- _Things to do_:
**a.** Print the part of the crawler guide between "Create a new" and "<PMS> PMS data.", inclusive.
**b.** Using the crawler guide, answer each of these questions on its own line:
(i) What three things should be logged?
(ii) Into what does the Crawler load the raw Parquet files from S3?
(iii) What type does the get_files_path method return?
**c.** Continue the crawler guide from the point where it stops.

- _Source passage_:
---------------

Error Handling: Implement retry logic for API failures
Rate Limiting: Respect API rate limits (use chunking, delays)
Logging: Log progress, errors, and data volumes
Idempotency: Ensure re-running the same date doesn’t cause issues
Data Validation: Validate critical fields before writing

Implementing the Crawler

The Crawler reads the raw Parquet files from S3 and loads them into Iceberg tables in the Glue Catalog.

Creating the Crawler Class

Create a new file: etl_lib/pipeline/crawlers/<pms_name>/<PMS>Crawler.py


from typing import Optional
from s3path import S3Path
from etl_lib.pipeline.crawlers.BaseCrawler import BaseCrawler
 
class <PMS>Crawler(BaseCrawler):
    """
    Crawler for <PMS> PMS data.
    
    Crawls data from S3 that was ingested by <PMS>Ingester and loads it into
    Iceberg tables in the Glue Catalog. Supports incremental crawling based
    on synced_date partitions.
    """
    
    def get_files_path(self, table_name: str, property_id: Optional[str] = None) -> S3Path:
        """
        Return S3 path for the given table.
        
        Args:
            table_name: Name of the table (e.g., 'reservations', 'customers')
            property_id: Property identifier (if property-partitioned)
        
        Returns:
            S3Path to the table data
        """

---------------

- _Stored data entries_:
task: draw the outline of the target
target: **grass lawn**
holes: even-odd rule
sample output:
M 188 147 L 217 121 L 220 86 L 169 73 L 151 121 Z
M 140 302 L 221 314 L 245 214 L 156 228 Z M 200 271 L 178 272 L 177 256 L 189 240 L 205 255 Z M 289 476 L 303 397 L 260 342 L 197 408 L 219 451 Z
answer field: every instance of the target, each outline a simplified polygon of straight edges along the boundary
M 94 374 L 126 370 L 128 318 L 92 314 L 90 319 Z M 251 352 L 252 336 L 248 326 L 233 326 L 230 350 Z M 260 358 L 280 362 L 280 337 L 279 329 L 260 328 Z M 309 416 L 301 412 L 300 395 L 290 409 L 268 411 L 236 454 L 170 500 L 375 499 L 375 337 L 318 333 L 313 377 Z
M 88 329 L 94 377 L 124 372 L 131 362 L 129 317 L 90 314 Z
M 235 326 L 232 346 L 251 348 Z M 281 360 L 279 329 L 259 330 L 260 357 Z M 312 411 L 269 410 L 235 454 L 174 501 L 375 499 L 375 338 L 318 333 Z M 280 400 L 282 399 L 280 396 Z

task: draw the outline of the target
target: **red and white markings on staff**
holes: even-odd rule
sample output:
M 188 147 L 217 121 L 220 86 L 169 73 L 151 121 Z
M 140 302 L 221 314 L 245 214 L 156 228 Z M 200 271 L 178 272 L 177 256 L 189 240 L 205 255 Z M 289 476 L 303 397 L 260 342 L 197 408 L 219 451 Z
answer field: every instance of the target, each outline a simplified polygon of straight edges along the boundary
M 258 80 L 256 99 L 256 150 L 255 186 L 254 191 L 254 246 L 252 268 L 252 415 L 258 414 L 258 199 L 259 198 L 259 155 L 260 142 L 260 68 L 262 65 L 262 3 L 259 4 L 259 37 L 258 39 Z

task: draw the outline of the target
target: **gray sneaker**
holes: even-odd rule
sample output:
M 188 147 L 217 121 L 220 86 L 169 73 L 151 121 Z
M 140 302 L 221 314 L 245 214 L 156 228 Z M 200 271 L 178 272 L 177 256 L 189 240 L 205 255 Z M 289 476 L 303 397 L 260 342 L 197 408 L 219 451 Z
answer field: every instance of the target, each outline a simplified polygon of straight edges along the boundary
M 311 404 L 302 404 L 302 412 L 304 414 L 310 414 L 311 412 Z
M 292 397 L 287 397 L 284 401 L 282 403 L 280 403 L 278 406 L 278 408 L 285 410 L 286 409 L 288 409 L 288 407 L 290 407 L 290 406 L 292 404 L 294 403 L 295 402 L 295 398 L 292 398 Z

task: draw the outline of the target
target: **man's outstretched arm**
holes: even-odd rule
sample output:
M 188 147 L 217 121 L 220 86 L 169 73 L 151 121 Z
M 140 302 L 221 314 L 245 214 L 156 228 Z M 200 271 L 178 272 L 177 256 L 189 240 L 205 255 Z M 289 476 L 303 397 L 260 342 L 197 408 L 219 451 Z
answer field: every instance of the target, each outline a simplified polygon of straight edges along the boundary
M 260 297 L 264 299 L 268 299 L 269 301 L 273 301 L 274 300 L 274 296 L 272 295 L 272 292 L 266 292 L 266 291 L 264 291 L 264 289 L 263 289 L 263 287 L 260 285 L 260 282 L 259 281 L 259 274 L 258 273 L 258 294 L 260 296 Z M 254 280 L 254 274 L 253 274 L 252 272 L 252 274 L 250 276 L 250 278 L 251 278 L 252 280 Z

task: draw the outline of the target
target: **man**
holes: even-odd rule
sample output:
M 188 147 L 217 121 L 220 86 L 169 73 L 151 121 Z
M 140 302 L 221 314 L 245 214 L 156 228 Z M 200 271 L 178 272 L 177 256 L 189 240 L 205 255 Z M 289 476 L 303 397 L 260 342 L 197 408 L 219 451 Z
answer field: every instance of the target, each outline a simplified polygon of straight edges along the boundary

---------------

- _Answers by task_:
**a.**
Create a new file: etl_lib/pipeline/crawlers/<pms_name>/<PMS>Crawler.py


from typing import Optional
from s3path import S3Path
from etl_lib.pipeline.crawlers.BaseCrawler import BaseCrawler
 
class <PMS>Crawler(BaseCrawler):
    """
    Crawler for <PMS> PMS data.

**b.**
(i) Progress, errors, and data volumes.
(ii) Iceberg tables in the Glue Catalog.
(iii) S3Path.

**c.**
        if property_id:
            # Property-specific path
            return S3Path(f"/etl-gp-raw/ingest/{self.job_context.chain_id}/{table_name}/property_id={property_id}/")
        else:
            # Global path (for non-property-partitioned data)
            return S3Path(f"/etl-gp-raw/ingest/{self.job_context.chain_id}/{table_name}/")

How the Crawler Works

The BaseCrawler provides the core functionality:

Reads the crawler_config from your YAML file
For each table:
- Determines if it’s property-partitioned
- Finds all synced_date partitions in S3
- Creates or updates the Iceberg table
- Performs incremental append or full replace based on configuration
Handles schema evolution automatically (adds new columns)
Manages partitioning by property_id and synced_timestamp

Incremental vs. Full Reload

Incremental (incremental: true): Appends new synced_date partitions
Full Reload (incremental: false): Replaces entire table

Property Partitioning

Property-partitioned (property_partition: true): Data is organized by property in S3
Non-partitioned (property_partition: false): Data is global (e.g., shared customer data across properties)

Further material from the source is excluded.